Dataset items
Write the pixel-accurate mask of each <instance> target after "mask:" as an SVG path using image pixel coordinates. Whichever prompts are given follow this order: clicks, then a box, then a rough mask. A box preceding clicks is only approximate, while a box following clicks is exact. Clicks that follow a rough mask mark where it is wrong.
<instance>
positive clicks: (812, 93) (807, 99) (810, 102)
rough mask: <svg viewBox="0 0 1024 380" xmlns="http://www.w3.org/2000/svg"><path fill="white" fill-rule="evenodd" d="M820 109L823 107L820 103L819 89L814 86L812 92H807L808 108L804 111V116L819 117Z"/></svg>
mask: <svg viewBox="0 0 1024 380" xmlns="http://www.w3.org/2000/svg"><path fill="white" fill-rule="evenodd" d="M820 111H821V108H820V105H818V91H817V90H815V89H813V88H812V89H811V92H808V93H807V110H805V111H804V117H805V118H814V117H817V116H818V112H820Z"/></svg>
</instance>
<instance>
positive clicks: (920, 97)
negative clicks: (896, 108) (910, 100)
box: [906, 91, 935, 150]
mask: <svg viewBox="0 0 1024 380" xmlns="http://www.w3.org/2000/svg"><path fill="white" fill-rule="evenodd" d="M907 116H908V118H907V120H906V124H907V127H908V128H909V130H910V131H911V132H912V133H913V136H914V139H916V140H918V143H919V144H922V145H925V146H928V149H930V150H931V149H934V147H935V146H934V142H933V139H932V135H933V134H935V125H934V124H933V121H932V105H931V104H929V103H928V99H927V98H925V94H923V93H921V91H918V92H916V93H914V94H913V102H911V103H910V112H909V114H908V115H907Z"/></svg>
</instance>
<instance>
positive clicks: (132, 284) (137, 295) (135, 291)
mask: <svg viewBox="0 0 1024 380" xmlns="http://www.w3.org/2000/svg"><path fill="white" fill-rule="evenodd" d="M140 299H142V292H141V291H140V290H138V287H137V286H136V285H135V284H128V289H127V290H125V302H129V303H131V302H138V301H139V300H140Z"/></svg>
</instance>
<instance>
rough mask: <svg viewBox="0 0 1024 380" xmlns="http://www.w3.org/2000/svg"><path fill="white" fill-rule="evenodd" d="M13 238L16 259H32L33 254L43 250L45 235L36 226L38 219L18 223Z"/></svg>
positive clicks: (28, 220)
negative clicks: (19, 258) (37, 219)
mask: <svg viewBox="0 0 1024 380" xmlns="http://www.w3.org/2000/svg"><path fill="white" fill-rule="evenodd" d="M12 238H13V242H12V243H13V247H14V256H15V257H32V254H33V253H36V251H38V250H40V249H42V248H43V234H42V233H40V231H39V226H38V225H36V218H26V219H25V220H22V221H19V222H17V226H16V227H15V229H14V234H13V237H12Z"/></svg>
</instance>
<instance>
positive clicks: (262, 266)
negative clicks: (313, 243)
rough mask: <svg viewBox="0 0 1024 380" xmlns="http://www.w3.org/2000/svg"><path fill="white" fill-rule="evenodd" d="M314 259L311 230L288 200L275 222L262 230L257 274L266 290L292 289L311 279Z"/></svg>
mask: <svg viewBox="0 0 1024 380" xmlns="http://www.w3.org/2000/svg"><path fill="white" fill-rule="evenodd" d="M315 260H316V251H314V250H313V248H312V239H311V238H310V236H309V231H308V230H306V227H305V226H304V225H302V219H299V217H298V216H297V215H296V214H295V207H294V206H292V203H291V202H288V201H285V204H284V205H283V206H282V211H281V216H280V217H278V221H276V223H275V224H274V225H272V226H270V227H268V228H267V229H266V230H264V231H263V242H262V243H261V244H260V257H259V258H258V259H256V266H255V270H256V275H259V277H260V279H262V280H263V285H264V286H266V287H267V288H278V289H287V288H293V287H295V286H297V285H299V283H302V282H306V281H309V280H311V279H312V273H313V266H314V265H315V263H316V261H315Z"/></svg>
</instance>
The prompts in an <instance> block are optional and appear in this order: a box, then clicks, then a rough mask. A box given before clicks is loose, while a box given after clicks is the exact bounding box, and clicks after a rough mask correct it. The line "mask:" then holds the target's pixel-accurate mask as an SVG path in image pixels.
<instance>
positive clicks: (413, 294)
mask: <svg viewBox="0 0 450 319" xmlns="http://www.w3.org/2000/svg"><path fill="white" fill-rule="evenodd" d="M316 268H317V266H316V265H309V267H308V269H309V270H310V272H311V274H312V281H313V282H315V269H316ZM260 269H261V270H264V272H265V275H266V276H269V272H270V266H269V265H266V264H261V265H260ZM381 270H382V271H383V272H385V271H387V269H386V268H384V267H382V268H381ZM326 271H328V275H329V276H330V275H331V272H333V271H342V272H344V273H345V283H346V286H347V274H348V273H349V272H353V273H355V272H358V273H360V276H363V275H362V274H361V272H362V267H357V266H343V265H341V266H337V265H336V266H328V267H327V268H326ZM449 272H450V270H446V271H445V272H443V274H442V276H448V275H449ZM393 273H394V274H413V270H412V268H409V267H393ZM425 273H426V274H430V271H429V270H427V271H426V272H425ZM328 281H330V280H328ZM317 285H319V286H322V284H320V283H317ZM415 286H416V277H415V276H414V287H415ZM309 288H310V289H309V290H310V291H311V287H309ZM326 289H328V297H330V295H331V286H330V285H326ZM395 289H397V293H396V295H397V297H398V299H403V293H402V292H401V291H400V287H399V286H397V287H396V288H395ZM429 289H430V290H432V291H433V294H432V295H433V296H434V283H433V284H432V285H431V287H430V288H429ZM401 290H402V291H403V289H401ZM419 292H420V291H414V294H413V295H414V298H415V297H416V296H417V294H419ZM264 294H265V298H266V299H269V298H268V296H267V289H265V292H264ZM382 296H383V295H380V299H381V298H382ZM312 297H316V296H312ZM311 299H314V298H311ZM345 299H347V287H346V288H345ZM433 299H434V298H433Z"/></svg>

* What you need to do *
Without dropping a single line, output the records above exactly.

* Exercise answer *
Write the pixel-accurate mask of each <instance> target after "mask:" as an SVG path using image pixel coordinates. Whichever prompts are given follow this order: clicks, then a box, then a rough mask. A box preceding clicks is only approximate, while a box following clicks is exact. Clicks that follow a rough mask mark where it is wrong.
<instance>
positive clicks: (812, 93) (807, 99) (810, 102)
rough mask: <svg viewBox="0 0 1024 380" xmlns="http://www.w3.org/2000/svg"><path fill="white" fill-rule="evenodd" d="M820 109L823 107L820 103L819 89L814 86L812 92H807L808 108L804 111V116L819 117Z"/></svg>
mask: <svg viewBox="0 0 1024 380" xmlns="http://www.w3.org/2000/svg"><path fill="white" fill-rule="evenodd" d="M820 111H821V108H820V105H818V91H817V90H815V89H813V88H812V89H811V92H808V93H807V110H805V111H804V117H805V118H814V117H817V116H818V112H820Z"/></svg>
</instance>
<instance>
positive clicks: (920, 97)
negative clicks: (896, 108) (910, 100)
box: [906, 91, 935, 150]
mask: <svg viewBox="0 0 1024 380" xmlns="http://www.w3.org/2000/svg"><path fill="white" fill-rule="evenodd" d="M907 116H908V118H907V120H906V124H907V127H908V128H909V130H910V131H911V132H912V133H913V136H914V139H916V140H918V143H919V144H922V145H925V146H928V149H930V150H931V149H934V147H935V146H934V142H933V139H932V135H933V134H935V125H934V124H933V121H932V105H931V104H929V103H928V99H927V98H925V94H923V93H921V91H918V92H916V93H914V94H913V102H911V103H910V112H909V114H908V115H907Z"/></svg>
</instance>
<instance>
positive clicks: (132, 284) (137, 295) (135, 291)
mask: <svg viewBox="0 0 1024 380" xmlns="http://www.w3.org/2000/svg"><path fill="white" fill-rule="evenodd" d="M140 299H142V292H141V291H140V290H138V287H137V286H136V285H135V284H128V289H127V290H125V302H129V303H131V302H138V301H139V300H140Z"/></svg>
</instance>
<instance>
rough mask: <svg viewBox="0 0 1024 380" xmlns="http://www.w3.org/2000/svg"><path fill="white" fill-rule="evenodd" d="M13 238L16 259H32L33 254L43 250L45 235L36 226L38 219L18 223Z"/></svg>
positive clicks: (28, 220)
negative clicks: (19, 258) (37, 219)
mask: <svg viewBox="0 0 1024 380" xmlns="http://www.w3.org/2000/svg"><path fill="white" fill-rule="evenodd" d="M12 238H13V242H12V243H13V247H14V256H15V257H32V254H33V253H36V251H38V250H40V249H42V248H43V234H42V233H40V231H39V226H38V225H36V218H26V219H25V220H22V221H19V222H17V226H16V227H15V229H14V234H13V237H12Z"/></svg>
</instance>
<instance>
positive clicks: (262, 266)
negative clicks: (313, 243)
rough mask: <svg viewBox="0 0 1024 380" xmlns="http://www.w3.org/2000/svg"><path fill="white" fill-rule="evenodd" d="M314 259L311 230L288 200L275 222L262 230L257 274L266 290L292 289L311 279Z"/></svg>
mask: <svg viewBox="0 0 1024 380" xmlns="http://www.w3.org/2000/svg"><path fill="white" fill-rule="evenodd" d="M315 260H316V251H314V250H313V248H312V239H311V238H310V236H309V231H308V230H306V227H305V226H304V225H302V219H299V217H298V216H297V215H296V214H295V207H294V206H292V203H291V202H288V201H285V204H284V205H283V206H282V211H281V216H280V217H278V221H276V223H275V224H274V225H272V226H270V227H268V228H267V229H266V230H264V231H263V242H262V243H261V244H260V257H259V258H258V259H256V266H255V270H256V275H259V277H260V279H262V280H263V285H264V286H266V287H267V288H278V289H287V288H293V287H295V286H297V285H299V283H302V282H306V281H309V280H311V279H312V273H313V266H314V265H315V263H316V261H315Z"/></svg>
</instance>
The prompts in an <instance> block are optional and appear in this order: a box, then clicks, then a rough mask. A box given before clicks is loose, while a box given after clicks is the exact bounding box, and clicks after a rough mask correct it. The line "mask:" then holds the target's pixel-accurate mask as an SVG path in image pixels.
<instance>
positive clicks: (413, 294)
mask: <svg viewBox="0 0 450 319" xmlns="http://www.w3.org/2000/svg"><path fill="white" fill-rule="evenodd" d="M316 268H317V266H316V265H309V267H308V269H309V270H310V272H311V274H312V281H313V282H315V269H316ZM260 269H261V270H264V272H265V275H266V276H269V272H270V266H269V265H266V264H261V265H260ZM381 270H382V271H383V272H385V271H387V269H386V268H384V267H382V268H381ZM326 271H328V275H329V276H330V275H331V272H333V271H342V272H344V273H345V283H346V286H347V274H348V273H349V272H353V273H355V272H358V273H360V276H363V275H362V274H361V272H362V267H357V266H343V265H341V266H337V265H336V266H328V267H327V268H326ZM449 272H450V270H446V271H445V272H443V274H442V276H448V275H449ZM393 273H394V274H413V270H412V268H409V267H393ZM425 273H426V274H430V271H429V270H427V271H426V272H425ZM328 281H330V280H328ZM317 285H319V286H322V284H320V283H317ZM415 286H416V277H415V276H414V287H415ZM309 288H310V289H309V290H310V291H311V287H309ZM326 289H328V297H330V295H331V286H330V285H326ZM395 289H397V293H396V295H397V297H398V299H403V293H402V292H401V291H400V287H399V286H397V287H396V288H395ZM429 289H430V290H432V291H433V294H432V295H433V296H434V283H433V284H432V285H431V287H430V288H429ZM401 290H402V291H403V289H401ZM419 292H420V291H414V294H413V295H414V298H415V297H416V296H417V294H419ZM264 294H265V298H266V299H269V298H268V296H267V289H265V292H264ZM382 296H383V295H380V299H381V298H382ZM312 297H316V296H312ZM311 299H314V298H311ZM345 299H347V287H346V288H345ZM433 299H434V298H433Z"/></svg>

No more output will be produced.